Work request 1 → In the pregnancy drug trial article, rewrite the paragraph beginning "The idea is that metformin" as a short list that keeps its main facts.
Work request 2 →
Decide whether each statement agrees with the pregnancy drug trial article. Answer yes or no, and quote the words that decide it.
(a) The trial is taking place at Liverpool Women's Hospital.
(b) Pre-eclampsia is described as a complication involving low blood pressure.
(c) A concern about the study comes from the head of a weight loss organization.
Work request 3 → Write the next part of the pregnancy drug trial article, picking up after its last sentence.

If you’re like me, you’re constantly amazed at the advances we’re making when it comes to pregnancy. We’ve really got this thing down to a science. Yes, I know it’s the most normal and natural thing in the world as it is, however we’ve managed to make the process smoother – and more importantly, safer – for both mom and baby. Still, some changes are just mind-boggling.
Take, for example, the drug trial study that’s taking place in the UK. Pregnant moms at the Liverpool Women’s Hospital are going to be given Metformin – which many of you may recognize as a medication for diabetes – in order to try to nip obesity early on.
The idea is that metformin will help to reduce the baby’s chances of obesity. In the immediate term, it’s also hoped that the clinical trials will result in a reduced number of difficult births due to baby’s size. This means fewer C-sections, which is usually a good thing.
In addition, they’re also hoping that the treatments may reduce the risks of pre-eclampsia. Pre-eclampsia is, of course, a pregnancy complication where you have severely high blood pressure, and it can even be fatal.
There is some controversy about the study. The CEO of one of the leading weight loss organizations in the UK is concerned about the road this takes us down. It’s disturbing to think that we’re giving drugs to mothers in order to address things like obesity.

Information →
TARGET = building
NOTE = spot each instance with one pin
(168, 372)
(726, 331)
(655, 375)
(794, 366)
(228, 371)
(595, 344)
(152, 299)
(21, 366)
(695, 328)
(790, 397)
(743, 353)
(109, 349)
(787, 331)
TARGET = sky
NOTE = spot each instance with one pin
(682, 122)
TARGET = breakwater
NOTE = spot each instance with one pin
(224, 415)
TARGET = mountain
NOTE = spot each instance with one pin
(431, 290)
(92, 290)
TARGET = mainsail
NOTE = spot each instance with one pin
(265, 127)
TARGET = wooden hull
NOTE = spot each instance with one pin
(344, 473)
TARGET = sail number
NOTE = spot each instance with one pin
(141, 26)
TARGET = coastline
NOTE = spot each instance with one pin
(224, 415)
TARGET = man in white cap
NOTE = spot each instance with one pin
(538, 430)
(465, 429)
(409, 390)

* * *

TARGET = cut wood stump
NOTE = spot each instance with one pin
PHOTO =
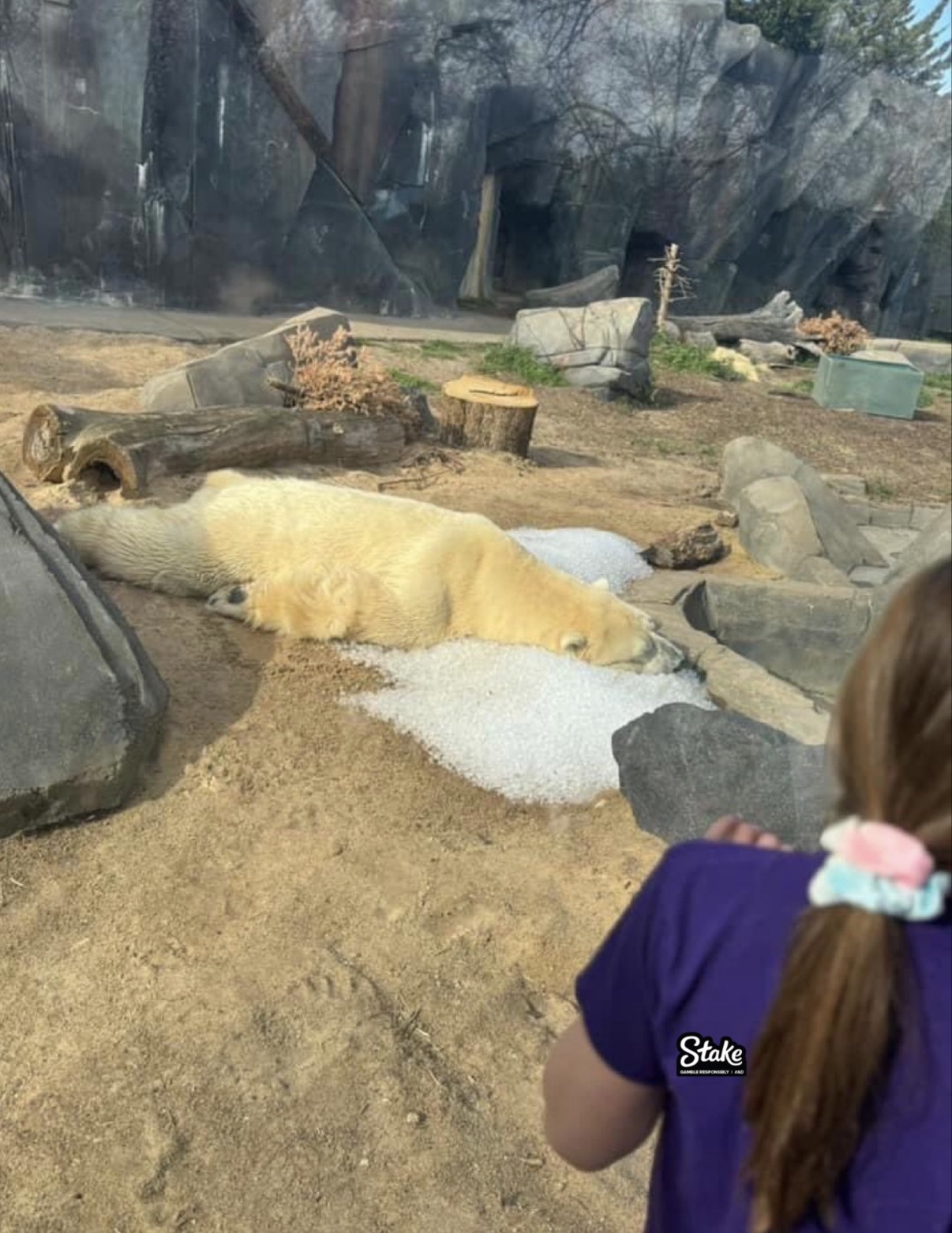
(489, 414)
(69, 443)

Answer box 1 →
- Metformin is meant to lower the baby's chances of obesity.
- In the short term, the trials are expected to reduce difficult births caused by the baby's size.
- That would mean fewer C-sections, which is usually a good thing.

Answer box 2 →
(a) Yes: "Pregnant moms at the Liverpool Women’s Hospital are going to be given Metformin"
(b) No: "a pregnancy complication where you have severely high blood pressure"
(c) Yes: "The CEO of one of the leading weight loss organizations in the UK is concerned about the road this takes us down."

Answer box 3 →
Still, there’s a solid scientific basis for the trial. If it proves successful, it could reduce obesity rates, and save lives by reducing the number of c-sections and complications during birth. And, proponents argue that it’s not that much different from giving a woman prenatal vitamins or giving her other medications that are known to be safe for baby during pregnancy.
Metformin has already been shown to be safe for use by pregnant women. In fact, many pregnant diabetic women will stay on a regimen of Metformin during their pregnancy in order to keep their diabetes in check.
So, what about it? Should we give pregnant women drugs in order to prevent their child from becoming obese? Would you take this kind of medication if it were offered?